• _EXERCISE INSTRUCTIONS_:
What follows is a set of records; repeat all of them exactly.

• _TASK MATERIAL_:
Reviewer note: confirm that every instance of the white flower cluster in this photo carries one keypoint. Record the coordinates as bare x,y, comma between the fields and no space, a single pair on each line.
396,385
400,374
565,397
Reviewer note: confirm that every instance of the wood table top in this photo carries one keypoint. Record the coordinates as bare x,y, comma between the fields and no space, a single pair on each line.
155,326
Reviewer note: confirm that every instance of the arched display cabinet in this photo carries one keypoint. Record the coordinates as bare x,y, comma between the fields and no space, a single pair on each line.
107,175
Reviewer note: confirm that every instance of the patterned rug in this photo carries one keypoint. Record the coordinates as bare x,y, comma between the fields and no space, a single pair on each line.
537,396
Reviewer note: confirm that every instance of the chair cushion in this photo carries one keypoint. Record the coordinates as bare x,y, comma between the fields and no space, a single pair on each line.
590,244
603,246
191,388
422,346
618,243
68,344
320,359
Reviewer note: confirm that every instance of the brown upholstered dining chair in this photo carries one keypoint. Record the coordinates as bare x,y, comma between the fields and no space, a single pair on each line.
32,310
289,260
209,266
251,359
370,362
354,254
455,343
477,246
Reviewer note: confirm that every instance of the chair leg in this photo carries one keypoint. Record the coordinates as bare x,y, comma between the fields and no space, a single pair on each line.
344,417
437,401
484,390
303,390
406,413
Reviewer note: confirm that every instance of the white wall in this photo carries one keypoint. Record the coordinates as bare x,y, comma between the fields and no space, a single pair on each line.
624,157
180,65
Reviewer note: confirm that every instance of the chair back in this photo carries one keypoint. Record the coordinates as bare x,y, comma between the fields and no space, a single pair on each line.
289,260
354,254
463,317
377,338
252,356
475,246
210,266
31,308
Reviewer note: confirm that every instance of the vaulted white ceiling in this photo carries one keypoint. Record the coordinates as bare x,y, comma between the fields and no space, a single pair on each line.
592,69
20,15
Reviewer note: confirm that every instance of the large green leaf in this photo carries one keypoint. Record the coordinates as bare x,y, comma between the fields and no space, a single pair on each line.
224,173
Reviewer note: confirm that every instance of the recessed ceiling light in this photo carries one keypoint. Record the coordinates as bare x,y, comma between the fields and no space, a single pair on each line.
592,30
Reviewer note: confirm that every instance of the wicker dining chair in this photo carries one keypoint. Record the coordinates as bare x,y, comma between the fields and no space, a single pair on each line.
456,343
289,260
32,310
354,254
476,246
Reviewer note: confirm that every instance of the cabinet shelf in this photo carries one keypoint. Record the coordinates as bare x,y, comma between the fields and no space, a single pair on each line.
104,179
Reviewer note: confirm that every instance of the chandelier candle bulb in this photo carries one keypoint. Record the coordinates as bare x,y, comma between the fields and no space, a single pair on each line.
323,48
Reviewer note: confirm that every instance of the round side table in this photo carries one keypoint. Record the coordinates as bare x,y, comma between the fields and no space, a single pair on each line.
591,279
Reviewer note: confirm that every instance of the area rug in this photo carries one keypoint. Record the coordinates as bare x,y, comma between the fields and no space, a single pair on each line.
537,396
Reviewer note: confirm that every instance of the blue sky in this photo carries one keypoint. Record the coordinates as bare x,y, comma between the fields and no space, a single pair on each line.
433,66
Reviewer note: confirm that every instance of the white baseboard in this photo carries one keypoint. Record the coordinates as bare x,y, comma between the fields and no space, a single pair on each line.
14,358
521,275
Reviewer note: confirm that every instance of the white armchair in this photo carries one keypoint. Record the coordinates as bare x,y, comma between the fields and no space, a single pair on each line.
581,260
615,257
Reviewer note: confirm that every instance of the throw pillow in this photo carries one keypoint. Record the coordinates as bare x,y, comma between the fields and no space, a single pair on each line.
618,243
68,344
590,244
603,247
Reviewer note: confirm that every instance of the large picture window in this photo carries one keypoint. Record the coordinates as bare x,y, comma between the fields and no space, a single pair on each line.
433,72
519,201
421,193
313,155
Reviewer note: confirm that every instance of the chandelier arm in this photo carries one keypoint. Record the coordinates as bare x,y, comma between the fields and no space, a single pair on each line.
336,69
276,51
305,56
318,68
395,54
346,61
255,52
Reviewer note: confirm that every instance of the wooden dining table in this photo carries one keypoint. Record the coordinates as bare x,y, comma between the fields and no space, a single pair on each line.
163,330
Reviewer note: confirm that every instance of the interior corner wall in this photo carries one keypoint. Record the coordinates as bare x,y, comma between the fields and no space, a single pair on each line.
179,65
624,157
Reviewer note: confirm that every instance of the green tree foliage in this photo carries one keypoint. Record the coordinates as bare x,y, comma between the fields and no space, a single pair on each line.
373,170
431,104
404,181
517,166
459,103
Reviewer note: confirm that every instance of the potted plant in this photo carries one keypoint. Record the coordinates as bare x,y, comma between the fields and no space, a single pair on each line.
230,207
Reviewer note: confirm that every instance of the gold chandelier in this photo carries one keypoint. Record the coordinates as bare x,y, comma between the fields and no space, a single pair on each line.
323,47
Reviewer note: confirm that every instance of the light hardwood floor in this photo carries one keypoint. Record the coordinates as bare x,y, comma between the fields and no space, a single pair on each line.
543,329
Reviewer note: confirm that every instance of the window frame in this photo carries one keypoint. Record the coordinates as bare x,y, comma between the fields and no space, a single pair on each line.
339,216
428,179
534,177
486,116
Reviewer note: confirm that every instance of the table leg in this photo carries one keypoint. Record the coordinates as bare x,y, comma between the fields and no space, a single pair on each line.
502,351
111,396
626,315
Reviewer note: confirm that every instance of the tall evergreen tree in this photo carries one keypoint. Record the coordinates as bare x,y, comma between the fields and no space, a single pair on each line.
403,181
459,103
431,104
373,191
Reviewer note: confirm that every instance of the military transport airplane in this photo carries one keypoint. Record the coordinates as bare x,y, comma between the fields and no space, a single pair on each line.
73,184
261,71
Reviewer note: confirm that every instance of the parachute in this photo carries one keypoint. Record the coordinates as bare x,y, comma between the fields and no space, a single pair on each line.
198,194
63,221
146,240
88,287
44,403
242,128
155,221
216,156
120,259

• _EXPECTED ANSWER_:
Reviewer note: confirm that every instance of the white flower cluster in this photo carries one keypoint. Record the coordinates as bare x,y, comma between the fields and no space, a single pair on each line.
396,385
400,374
565,397
Reviewer note: confirm that every instance of the wood table top in this photo carries one keypoint. Record the coordinates as bare x,y, comma between the fields and no space, a single pair on each line.
155,326
Reviewer note: confirm that every instance of the arched display cabinet in this photo carries one keypoint. Record the coordinates as bare x,y, comma between the fields and no space, a single pair on each line.
107,175
Reviewer note: confirm that every instance of the patterned rug in this photo carries one keypoint. Record the coordinates as bare x,y, comma between the fields and no space, a single pair on each line.
537,396
Reviewer note: confirm that every instance of the chair cushion in this photo carries one keypoint. Record the coordinates as bare x,y, comma between the fields and no space, a single pair on each line.
590,244
603,246
191,388
422,346
618,243
68,344
320,359
Reviewer note: confirm that every instance of the brown upholstered dining chair in this photo carries one keypoint. Record the coordinates as bare x,y, comma between the fields and no space, a single pair on each line.
32,310
289,260
209,266
251,359
370,362
354,254
455,343
477,246
Reviewer note: confirm that every instance of the chair leg in this photo carries one keypoint. Record the coordinates as bare x,y, comma between the fields and no space, a single pair on each line.
344,417
437,401
484,390
303,390
406,413
Reviewer note: confirm that every instance of the white wall in this photo carries one keypoint. Record the coordinates as bare x,y, comma between the fields and no space, a single pair on each line.
624,157
180,65
Reviewer note: confirm that every instance of the chair back in this photo carries one keypoint. Record the coordinates as bare x,y, comma between the fields and no space, a single pair on each line.
289,260
354,254
463,317
377,338
252,356
475,246
210,266
31,308
Reviewer note: confirm that every instance of the vaulted white ceiling in this photo carries one keypoint. Record the coordinates as bare x,y, comma between the fields and no space, a single pair on each line.
592,69
20,15
Reviewer note: confirm that every instance of the large green leaf in this photo carries one keypoint. Record the coordinates as bare x,y, comma between the fields and no space, a single pair on each line.
224,173
Reviewer note: confirm that every instance of the recessed ceiling light in this photo carries one keypoint. Record the coordinates as bare x,y, comma between the fields and no space, a single pair on each line.
592,30
Reviewer note: confirm that every instance of the wicker dining chair in this photo carries one keypoint. Record the coordinates as bare x,y, comma between the fields and no space, a single pair on each line.
456,343
289,260
32,310
354,254
476,246
Reviewer note: confirm that every instance of the cabinet shelf in this photo carries one keypoint. Record the coordinates as bare x,y, comma between the fields and no space, a single pair on each line.
104,179
Reviewer note: confirm that every instance of the chandelier candle bulb in this photo carries one keypoint. Record the coordinates as bare x,y, comma between the fields and no space, a single pair on each line.
323,48
Reviewer note: confirm that every instance of the round side table in this photo carries one keypoint. Record the coordinates as bare x,y, comma between the fields and no space, a single pair on each line.
591,279
Reviewer note: confirm that every instance of the area rug in this photo carries one keypoint. Record the coordinates as bare x,y, comma between the fields and no space, a single pair on each line.
537,396
Reviewer note: confirm that every instance of the blue sky in this photo carries one keypoint. Record the coordinates as bare x,y, comma between the fields and no space, a single pair on each line.
433,66
Reviewer note: confirm that every instance of the white baseboard in this photo carries one keypoint. Record the coordinates as bare x,y, comma between the fields and no space, a single pair on each line.
14,358
521,275
Reviewer note: confirm that every instance of the white armchair in this photo carries one keypoint. Record the coordinates as bare x,y, comma between the fields and no space, a single pair on each line.
581,260
615,257
Reviewer note: confirm that every instance of the throw pillow in this photo carries one keypoint. Record the coordinates as bare x,y, comma between the fields and no space, a single pair on each line.
618,243
68,344
590,244
603,247
Reviewer note: confirm that every instance of the large picture window in this photo carries one keypoint. Record the coordinates as bare x,y, comma between the fields and no space, a single pair on each line.
433,72
519,201
421,193
313,155
Reviewer note: confirm that every instance of the chandelier arm in this photo carries one keypoint. Record the coordinates as bare x,y, comma between the fields and no space, a single pair on each line.
336,69
276,51
305,56
318,68
395,54
346,61
255,52
Reviewer note: confirm that every instance of the wooden dining table in this photo carries one keypoint. Record the coordinates as bare x,y, comma between the fields and no space, a single pair on each line.
163,330
Reviewer note: confirm that every instance of the interior corner wall in this photo carries one keypoint. Record the coordinates as bare x,y, comma between the fields and no space, a single pair on each line.
179,65
624,157
Reviewer note: confirm that every instance of the green tree foliage in this photo carries one keypoint. Record the coordinates as bare x,y, comma between the fields and no space, a single pair on each line.
373,170
431,104
404,181
517,166
459,103
Reviewer note: confirm that every instance of the potted plant in this photo carries one keypoint. Record the coordinates as bare x,y, comma between the fields and no space, a single pair on each line.
230,207
Reviewer note: confirm that every instance of the gold chandelier in this photo carries one keypoint. Record the coordinates as bare x,y, comma between the fields and no space, a single pair on each line.
323,47
Reviewer note: confirm that every instance of the light hardwood floor in this photo carries one keypoint. Record the coordinates as bare x,y, comma between the fields and no space, a single pair on each line.
543,329
Reviewer note: confirm that every instance of the window frame in this photo carries one keypoint. Record the coordinates as bare x,y, comma between the fields and no space, a single pair on each line.
339,216
428,179
534,177
486,116
Reviewer note: confirm that every instance of the table leg in this photo carries one keypoint. Record the coordinates as bare x,y, comma between the fields and no space, a single pair on each line.
502,351
111,396
626,315
Reviewer note: confirm that every instance of the tall evergreen tree in this photo carries one keypoint. Record the coordinates as bare x,y, comma between the fields and no space, a single pair on each line.
403,181
459,103
431,104
373,191
Reviewer note: confirm that every instance of the military transport airplane in this photo carries one keypoint. Record the coordinates as bare x,y, comma between the fields and no space, a single pair on each line.
73,184
261,71
Reviewer note: confirm that every instance of the parachute in this photo carries one keypoint. Record the coordinates as bare x,y, comma between the fields and no space, a single pair on each line.
198,194
63,221
146,240
88,287
44,403
242,128
155,221
216,156
120,259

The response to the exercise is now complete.